## Goal of the exercise
Using the entries below, write out the line with "the paved road?", the line with "the red circular", and every line in between, exactly as each is written.

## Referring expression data
··········

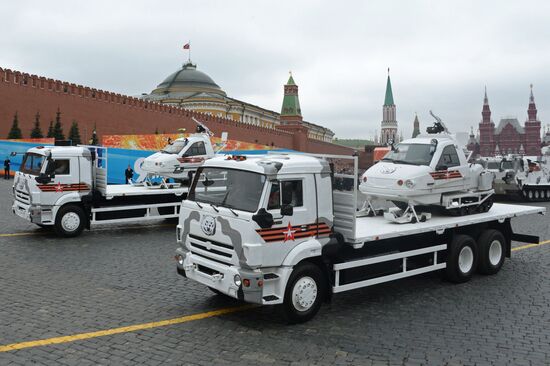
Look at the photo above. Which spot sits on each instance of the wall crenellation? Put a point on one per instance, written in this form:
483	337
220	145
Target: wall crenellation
26	80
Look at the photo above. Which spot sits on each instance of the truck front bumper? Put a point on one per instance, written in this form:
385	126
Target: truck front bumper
35	214
226	279
22	210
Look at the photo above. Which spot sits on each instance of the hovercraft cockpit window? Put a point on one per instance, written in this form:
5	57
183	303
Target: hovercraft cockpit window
413	154
174	147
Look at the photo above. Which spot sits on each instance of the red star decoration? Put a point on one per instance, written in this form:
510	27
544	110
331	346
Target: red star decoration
289	233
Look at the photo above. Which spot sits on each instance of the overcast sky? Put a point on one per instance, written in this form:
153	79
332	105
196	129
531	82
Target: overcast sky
441	53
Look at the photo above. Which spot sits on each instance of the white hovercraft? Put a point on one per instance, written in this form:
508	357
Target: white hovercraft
429	171
180	158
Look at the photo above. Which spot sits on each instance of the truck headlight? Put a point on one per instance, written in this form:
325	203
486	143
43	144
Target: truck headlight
237	280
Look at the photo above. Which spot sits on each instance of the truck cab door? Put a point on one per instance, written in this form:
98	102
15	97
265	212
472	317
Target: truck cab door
292	203
64	172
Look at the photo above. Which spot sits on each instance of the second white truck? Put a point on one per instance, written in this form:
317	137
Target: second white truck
283	229
65	188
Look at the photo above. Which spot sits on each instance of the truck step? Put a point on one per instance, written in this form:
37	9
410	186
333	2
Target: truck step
271	276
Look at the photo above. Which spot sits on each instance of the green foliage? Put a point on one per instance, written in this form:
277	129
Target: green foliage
50	130
57	128
36	132
74	134
15	131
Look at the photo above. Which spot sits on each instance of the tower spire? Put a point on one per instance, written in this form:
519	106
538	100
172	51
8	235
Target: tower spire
532	109
290	110
486	111
389	121
388	100
416	126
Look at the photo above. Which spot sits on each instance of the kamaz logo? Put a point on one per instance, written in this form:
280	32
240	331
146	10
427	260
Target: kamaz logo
387	169
208	225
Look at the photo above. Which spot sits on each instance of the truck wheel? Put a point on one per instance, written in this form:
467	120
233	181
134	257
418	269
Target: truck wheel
70	221
304	293
492	246
461	259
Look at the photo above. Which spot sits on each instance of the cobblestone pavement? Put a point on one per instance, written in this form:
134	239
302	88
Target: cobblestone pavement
52	287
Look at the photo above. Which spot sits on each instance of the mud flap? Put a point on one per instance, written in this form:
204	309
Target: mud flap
524	238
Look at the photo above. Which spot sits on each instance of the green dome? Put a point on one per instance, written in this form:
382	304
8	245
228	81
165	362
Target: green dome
188	81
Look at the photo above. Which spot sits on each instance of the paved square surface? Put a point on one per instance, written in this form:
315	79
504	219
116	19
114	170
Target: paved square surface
115	277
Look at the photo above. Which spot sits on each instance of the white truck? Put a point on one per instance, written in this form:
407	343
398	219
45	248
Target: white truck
66	188
283	229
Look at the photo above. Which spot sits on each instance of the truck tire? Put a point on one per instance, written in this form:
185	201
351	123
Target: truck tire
461	259
304	293
492	249
70	221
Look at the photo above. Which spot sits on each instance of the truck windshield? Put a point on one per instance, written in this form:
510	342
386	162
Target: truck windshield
231	188
32	163
414	154
174	147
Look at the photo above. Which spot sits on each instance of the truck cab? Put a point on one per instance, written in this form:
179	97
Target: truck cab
248	220
49	178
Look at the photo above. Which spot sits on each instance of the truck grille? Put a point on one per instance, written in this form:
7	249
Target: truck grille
22	197
212	250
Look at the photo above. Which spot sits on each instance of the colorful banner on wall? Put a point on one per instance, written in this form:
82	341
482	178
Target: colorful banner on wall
118	158
157	142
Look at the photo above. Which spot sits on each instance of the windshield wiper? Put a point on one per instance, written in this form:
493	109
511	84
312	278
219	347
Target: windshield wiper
233	212
403	162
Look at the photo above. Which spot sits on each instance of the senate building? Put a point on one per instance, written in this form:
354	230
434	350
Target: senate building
192	89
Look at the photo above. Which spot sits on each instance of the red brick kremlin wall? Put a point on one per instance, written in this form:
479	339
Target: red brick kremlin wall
114	114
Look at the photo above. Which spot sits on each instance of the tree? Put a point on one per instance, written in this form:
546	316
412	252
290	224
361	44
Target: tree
15	131
50	130
36	132
74	133
57	128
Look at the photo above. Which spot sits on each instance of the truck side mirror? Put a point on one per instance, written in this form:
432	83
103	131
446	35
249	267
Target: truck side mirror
287	210
43	178
263	218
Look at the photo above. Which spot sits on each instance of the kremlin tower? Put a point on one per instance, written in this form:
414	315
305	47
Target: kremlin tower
389	121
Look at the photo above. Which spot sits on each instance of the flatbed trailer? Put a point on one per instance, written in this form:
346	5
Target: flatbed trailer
300	257
66	188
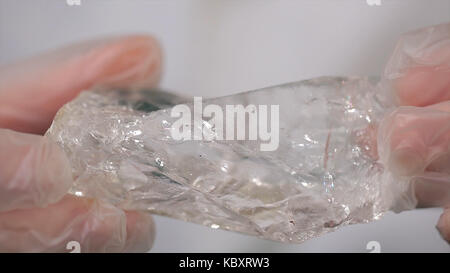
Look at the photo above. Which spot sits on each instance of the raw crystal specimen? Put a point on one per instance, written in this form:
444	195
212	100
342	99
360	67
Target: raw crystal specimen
324	174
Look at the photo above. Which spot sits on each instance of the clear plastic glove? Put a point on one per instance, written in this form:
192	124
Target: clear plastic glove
36	214
414	140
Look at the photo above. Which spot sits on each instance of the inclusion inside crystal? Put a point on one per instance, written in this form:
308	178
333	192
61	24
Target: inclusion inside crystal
324	173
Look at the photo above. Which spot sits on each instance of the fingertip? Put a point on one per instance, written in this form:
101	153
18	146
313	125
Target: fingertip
128	62
443	225
34	172
423	86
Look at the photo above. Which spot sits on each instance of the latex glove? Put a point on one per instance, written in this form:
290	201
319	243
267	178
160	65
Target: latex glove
414	140
36	214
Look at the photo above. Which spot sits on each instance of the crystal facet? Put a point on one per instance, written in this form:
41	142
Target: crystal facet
324	174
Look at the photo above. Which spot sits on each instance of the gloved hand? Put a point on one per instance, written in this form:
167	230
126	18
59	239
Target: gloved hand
414	140
36	213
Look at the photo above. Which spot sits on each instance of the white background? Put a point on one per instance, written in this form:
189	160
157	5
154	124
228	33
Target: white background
216	48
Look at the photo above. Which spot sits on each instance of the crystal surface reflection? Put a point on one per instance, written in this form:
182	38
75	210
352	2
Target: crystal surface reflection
324	174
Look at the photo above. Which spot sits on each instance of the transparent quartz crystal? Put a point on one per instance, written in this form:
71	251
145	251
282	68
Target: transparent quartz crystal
324	174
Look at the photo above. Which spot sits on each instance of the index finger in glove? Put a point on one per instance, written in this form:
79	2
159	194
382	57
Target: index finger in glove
33	172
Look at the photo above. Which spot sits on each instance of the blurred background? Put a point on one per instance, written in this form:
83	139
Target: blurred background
215	48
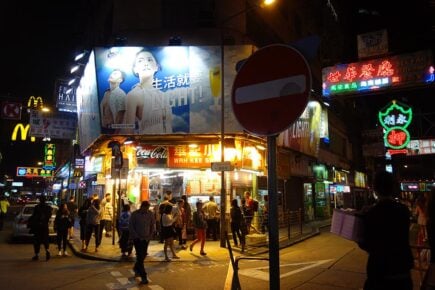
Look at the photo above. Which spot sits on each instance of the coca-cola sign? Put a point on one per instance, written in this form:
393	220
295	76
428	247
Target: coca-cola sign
152	156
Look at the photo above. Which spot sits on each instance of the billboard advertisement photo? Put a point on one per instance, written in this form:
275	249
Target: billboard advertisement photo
165	90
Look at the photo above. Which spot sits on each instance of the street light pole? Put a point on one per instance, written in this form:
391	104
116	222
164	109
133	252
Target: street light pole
223	224
223	208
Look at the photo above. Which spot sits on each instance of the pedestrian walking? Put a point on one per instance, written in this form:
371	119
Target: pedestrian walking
386	239
38	224
200	224
238	225
142	228
431	223
265	221
83	212
212	215
166	200
106	216
248	209
62	223
180	223
125	243
168	232
188	213
4	205
421	213
93	218
73	209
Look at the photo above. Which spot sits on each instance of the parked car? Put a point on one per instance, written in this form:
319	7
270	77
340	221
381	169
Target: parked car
19	226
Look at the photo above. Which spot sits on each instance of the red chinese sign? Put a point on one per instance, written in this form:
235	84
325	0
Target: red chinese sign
395	71
184	156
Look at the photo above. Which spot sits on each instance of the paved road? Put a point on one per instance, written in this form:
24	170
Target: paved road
324	262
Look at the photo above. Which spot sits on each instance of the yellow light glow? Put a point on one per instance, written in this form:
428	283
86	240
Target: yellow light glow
24	130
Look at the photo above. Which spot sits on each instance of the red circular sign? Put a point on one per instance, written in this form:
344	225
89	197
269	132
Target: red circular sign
271	90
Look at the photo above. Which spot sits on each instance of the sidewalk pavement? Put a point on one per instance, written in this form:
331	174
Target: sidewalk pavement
110	251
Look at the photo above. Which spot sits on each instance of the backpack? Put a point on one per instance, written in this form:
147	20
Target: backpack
255	205
124	220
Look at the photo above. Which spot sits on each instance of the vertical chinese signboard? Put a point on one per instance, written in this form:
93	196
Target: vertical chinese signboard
395	119
49	153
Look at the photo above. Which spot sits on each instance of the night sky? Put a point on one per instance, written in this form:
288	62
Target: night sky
38	45
39	41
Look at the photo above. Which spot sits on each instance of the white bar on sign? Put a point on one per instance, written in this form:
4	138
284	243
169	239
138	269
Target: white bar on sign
271	89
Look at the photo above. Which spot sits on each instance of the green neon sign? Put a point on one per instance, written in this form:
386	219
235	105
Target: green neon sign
395	118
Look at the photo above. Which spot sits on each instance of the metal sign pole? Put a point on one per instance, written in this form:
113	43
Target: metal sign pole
274	275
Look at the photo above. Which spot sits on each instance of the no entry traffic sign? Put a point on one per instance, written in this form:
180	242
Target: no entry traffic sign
271	90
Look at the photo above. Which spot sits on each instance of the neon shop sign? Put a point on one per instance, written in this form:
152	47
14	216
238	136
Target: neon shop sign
395	71
395	118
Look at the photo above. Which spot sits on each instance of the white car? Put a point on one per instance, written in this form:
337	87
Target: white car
19	226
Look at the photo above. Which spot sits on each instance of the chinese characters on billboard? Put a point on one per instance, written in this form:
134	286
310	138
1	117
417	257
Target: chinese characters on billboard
164	90
394	71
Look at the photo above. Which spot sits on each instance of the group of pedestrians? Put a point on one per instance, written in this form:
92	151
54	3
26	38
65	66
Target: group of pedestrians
386	235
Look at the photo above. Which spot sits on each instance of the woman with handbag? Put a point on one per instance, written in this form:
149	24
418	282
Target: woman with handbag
168	232
200	224
238	225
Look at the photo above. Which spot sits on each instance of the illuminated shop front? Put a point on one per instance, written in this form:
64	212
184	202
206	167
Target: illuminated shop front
183	169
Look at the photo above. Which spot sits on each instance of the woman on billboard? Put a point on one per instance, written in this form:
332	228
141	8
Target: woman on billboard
147	109
112	106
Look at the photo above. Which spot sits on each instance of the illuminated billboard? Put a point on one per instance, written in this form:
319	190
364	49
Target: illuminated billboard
65	96
165	90
395	119
87	106
304	134
388	72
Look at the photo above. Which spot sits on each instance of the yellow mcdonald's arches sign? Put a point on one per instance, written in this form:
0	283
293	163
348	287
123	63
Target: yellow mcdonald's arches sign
37	102
24	130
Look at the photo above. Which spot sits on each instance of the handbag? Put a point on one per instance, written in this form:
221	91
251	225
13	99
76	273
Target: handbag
429	278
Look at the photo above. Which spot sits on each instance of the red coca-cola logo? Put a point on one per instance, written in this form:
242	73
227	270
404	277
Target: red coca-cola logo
159	152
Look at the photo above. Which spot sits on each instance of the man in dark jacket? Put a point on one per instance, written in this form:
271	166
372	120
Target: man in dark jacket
386	239
38	223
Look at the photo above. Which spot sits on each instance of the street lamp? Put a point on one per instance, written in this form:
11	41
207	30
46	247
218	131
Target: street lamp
222	137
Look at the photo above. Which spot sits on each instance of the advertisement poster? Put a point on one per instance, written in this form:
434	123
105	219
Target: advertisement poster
59	126
65	96
87	106
165	90
304	134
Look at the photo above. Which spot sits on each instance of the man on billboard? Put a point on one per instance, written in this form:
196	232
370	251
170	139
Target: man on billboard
146	105
112	106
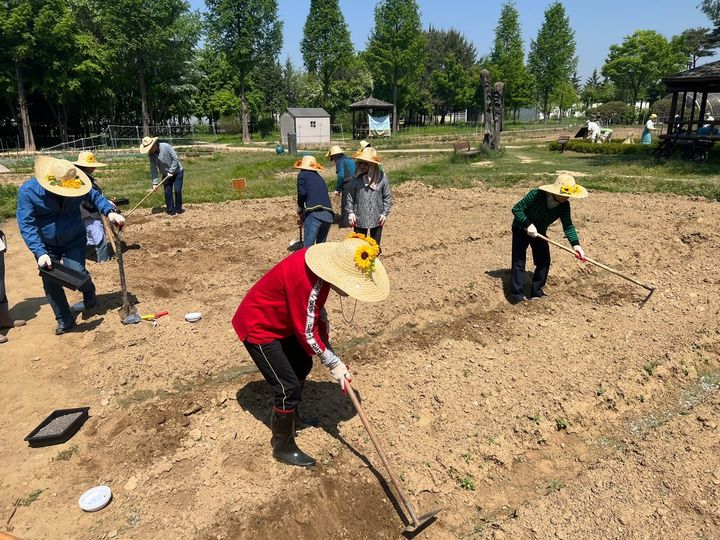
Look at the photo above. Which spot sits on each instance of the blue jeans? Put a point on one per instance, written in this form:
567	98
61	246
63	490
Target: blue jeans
72	258
314	230
174	183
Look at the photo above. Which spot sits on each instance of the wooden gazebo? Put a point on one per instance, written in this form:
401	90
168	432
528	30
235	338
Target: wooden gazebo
361	128
691	123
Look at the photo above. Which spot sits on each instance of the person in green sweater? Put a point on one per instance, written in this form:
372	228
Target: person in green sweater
534	213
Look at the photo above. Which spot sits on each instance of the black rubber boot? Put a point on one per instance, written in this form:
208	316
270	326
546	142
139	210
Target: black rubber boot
283	440
303	423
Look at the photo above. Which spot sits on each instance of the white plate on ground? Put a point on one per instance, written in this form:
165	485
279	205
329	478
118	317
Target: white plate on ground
95	498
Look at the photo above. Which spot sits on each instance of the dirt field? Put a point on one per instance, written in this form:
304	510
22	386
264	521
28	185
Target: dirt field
578	416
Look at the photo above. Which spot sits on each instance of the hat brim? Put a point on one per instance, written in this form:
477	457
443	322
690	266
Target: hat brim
42	167
145	149
553	188
321	259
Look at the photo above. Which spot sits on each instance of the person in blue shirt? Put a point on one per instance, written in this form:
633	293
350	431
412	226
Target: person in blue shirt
314	206
163	158
48	215
345	169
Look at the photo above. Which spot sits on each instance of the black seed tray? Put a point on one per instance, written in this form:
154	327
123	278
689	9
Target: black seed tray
58	427
65	276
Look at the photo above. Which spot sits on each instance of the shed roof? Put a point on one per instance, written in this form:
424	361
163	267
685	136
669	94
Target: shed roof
371	103
308	112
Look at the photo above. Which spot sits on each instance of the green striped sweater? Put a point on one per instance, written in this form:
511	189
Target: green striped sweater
533	208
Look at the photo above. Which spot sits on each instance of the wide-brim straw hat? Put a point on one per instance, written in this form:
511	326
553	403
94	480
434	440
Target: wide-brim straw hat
334	151
61	177
87	159
565	186
147	143
308	163
368	154
334	262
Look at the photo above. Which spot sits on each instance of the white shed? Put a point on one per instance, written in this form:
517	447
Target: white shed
310	125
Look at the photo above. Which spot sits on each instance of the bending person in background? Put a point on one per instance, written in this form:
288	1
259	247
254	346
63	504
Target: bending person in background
163	158
369	197
282	323
345	170
48	216
94	230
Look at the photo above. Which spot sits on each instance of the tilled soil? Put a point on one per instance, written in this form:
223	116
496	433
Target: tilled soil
582	415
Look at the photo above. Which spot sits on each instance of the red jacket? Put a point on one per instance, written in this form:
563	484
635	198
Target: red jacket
286	301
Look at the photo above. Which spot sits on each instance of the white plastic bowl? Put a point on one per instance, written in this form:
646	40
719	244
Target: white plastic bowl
95	499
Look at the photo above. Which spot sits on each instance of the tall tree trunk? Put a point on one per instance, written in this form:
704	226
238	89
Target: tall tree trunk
143	100
24	112
243	101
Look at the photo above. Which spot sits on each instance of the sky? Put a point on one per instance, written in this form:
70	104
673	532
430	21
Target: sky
597	24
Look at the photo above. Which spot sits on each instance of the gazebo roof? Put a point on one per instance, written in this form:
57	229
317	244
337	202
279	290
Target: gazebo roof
371	103
704	78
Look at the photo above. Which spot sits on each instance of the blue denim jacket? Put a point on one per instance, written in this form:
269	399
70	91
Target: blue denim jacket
46	219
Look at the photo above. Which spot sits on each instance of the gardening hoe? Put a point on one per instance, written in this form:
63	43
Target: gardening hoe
128	313
647	286
297	243
417	522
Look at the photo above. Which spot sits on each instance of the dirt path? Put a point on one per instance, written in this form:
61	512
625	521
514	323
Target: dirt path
577	416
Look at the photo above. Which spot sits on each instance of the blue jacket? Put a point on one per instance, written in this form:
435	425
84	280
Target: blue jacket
46	219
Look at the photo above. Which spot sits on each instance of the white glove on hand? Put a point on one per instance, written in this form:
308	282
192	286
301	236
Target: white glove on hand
579	253
340	373
45	260
117	219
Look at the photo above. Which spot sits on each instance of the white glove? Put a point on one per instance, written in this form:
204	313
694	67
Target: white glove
45	260
117	219
579	253
340	373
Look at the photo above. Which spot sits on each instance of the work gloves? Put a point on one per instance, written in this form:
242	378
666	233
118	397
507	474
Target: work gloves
45	260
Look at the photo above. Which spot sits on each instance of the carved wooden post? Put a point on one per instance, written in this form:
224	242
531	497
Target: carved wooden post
498	102
485	75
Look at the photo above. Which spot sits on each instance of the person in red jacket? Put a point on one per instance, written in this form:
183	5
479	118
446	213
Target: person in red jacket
282	323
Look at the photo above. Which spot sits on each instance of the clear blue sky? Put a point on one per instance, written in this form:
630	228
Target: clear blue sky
597	24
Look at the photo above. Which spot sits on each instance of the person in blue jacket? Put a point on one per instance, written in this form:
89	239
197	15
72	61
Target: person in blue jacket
48	216
345	169
314	207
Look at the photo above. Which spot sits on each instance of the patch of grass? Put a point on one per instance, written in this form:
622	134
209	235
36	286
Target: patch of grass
30	498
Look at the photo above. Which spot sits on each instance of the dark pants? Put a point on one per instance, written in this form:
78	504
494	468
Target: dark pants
72	258
375	232
174	184
541	258
285	365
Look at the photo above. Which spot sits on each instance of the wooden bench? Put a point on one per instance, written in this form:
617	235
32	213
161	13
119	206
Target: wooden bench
464	149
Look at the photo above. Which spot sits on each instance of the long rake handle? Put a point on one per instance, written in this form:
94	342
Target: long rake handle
386	463
601	265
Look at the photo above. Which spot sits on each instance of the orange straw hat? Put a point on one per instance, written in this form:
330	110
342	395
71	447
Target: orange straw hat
352	266
87	159
308	163
61	177
565	185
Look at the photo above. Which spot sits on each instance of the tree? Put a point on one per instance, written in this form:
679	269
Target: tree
396	49
639	62
508	60
248	32
326	46
552	59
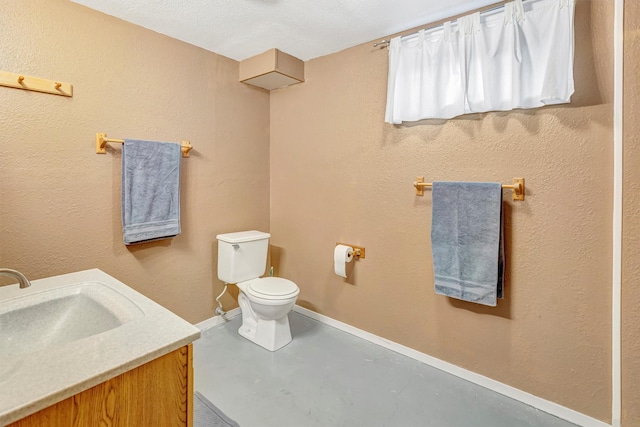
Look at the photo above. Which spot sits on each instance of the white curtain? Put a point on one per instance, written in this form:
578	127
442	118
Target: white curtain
518	57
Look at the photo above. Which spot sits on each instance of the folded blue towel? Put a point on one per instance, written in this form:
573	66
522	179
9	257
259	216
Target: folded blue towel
466	240
150	190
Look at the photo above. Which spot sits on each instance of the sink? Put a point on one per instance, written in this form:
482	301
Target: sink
62	315
65	334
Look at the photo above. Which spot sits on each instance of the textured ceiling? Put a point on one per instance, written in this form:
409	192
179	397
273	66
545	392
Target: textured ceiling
306	29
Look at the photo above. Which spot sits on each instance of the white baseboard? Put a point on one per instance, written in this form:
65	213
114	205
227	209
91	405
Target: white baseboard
217	320
486	382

··········

## Answer section
Look at the photo above. Which spot sits on each instance of the paved road? Put a point on one per instance, written in this form:
24	170
Target: paved road
324	262
Look at the photo above. Which spot sits on each instance of the yellow light glow? Put a point on one per instance, written in this form:
428	283
86	240
Target: yellow light glow
24	130
Look at the photo above. Which spot sits on each instance of the red circular sign? Put a point on one per instance, written in this form:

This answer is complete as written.